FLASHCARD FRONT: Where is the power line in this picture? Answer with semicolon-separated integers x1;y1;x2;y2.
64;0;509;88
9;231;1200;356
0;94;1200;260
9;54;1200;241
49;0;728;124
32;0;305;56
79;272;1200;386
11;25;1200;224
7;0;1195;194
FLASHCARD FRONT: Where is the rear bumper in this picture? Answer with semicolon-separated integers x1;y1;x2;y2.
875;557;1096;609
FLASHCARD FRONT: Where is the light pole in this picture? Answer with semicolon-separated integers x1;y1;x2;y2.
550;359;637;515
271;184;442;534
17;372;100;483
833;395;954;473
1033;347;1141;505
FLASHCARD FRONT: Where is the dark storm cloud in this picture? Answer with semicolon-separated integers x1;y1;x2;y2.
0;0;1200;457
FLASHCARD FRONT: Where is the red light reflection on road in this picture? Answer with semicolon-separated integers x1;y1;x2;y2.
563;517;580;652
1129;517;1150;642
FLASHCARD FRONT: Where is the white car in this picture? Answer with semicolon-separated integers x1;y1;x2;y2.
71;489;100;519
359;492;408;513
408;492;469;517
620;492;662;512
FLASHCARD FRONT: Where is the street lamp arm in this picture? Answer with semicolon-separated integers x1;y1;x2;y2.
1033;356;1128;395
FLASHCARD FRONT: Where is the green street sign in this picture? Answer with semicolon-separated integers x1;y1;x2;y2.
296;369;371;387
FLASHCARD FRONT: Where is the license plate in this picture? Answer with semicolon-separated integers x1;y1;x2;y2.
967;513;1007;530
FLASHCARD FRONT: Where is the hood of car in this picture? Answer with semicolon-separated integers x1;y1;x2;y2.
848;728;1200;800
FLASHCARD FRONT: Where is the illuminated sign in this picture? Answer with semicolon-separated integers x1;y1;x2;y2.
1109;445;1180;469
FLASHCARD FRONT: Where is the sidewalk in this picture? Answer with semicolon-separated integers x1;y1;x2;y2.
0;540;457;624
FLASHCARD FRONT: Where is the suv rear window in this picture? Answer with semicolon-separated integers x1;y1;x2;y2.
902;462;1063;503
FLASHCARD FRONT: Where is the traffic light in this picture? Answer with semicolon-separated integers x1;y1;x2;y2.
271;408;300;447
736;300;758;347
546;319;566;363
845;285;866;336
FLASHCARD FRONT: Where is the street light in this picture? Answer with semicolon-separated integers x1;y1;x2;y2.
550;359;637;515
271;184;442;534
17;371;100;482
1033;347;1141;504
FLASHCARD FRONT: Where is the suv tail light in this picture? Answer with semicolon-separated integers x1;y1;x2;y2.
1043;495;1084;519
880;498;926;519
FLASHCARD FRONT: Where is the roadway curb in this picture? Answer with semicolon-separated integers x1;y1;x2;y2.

- TASK TO COMPLETE -
Copy these records word for word.

- FULL RESPONSE -
FLASHCARD FRONT: Where is the power line in this picture? Answer with semicolon-separated integers x1;y1;x2;y2.
64;0;509;88
9;231;1200;356
0;94;1200;260
9;54;1200;241
49;0;728;124
32;0;305;56
79;272;1200;386
11;25;1200;224
7;0;1195;194
FLASHCARD FRONT: Where is the rear bumper in this picture? Answer with semicolon-separated integers x1;y1;x2;y2.
875;557;1096;609
FLASHCARD FRONT: Where is the light pole in this picture? Answer with semicolon-separated integers x1;y1;x2;y2.
550;359;637;515
271;184;442;534
17;372;100;483
833;395;954;473
1033;347;1141;505
FLASHCARD FRONT: Where is the dark storm cloud in this picture? Answer with semicolon-separated integers x1;y1;x2;y2.
0;0;1200;457
FLASHCARD FRONT: Where is the red light reflection on road in this picture? Answer with semicolon-separated integers x1;y1;x2;y2.
563;517;580;652
1129;517;1150;642
FLASHCARD FRONT: Where is the white car in this picture? Answer with semicolon-separated integers x1;y1;x2;y2.
71;489;100;519
359;492;408;513
408;492;469;517
620;492;662;512
FLASHCARD FRONT: Where is the street lamp arm in this picture? Answer with semicolon-separated integers x1;y1;x2;y2.
1033;356;1128;395
FLASHCARD FRONT: Where is the green street sign in this picture? Answer with semicolon-separated integers x1;y1;x2;y2.
296;369;371;387
FLASHCARD FRONT: Where is the license plate in this picture? Answer with semicolon-separated integers x1;y1;x2;y2.
967;513;1007;530
FLASHCARD FRONT: Where is the hood of car in this picture? Answer with semicolon-separated integers x1;y1;x2;y2.
848;728;1200;800
FLASHCARD FRONT: Where is the illuminated sign in this picture? Answer with semicolon-separated integers x1;y1;x2;y2.
1109;445;1180;469
FLASHCARD FRONT: Where is the sidewalk in this picture? Answer with semicolon-separated integers x1;y1;x2;y2.
0;540;457;624
FLASHCARD FRONT: Where is the suv rear window in this picture? Answer with semicolon-separated integers x1;y1;x2;y2.
902;462;1063;503
FLASHCARD FRONT: Where is the traffic light in this picture? Answer with semicolon-separated integers x1;y1;x2;y2.
271;408;300;447
736;300;758;347
546;319;566;363
845;285;866;336
FLASHCARD FRONT: Where is the street light in this picture? Answer with semicolon-separated integers x1;y1;x2;y2.
550;359;637;515
271;184;442;534
17;371;100;482
1033;347;1141;504
FLASHCARD FRONT: Where is the suv tail light in this picture? Answer with semicolon-separated integers x1;y1;x2;y2.
1043;495;1084;519
880;498;926;519
FLASHCARD FRONT: Where is the roadway curb in this picture? Answer with semicolon-separated integers x1;y1;x2;y2.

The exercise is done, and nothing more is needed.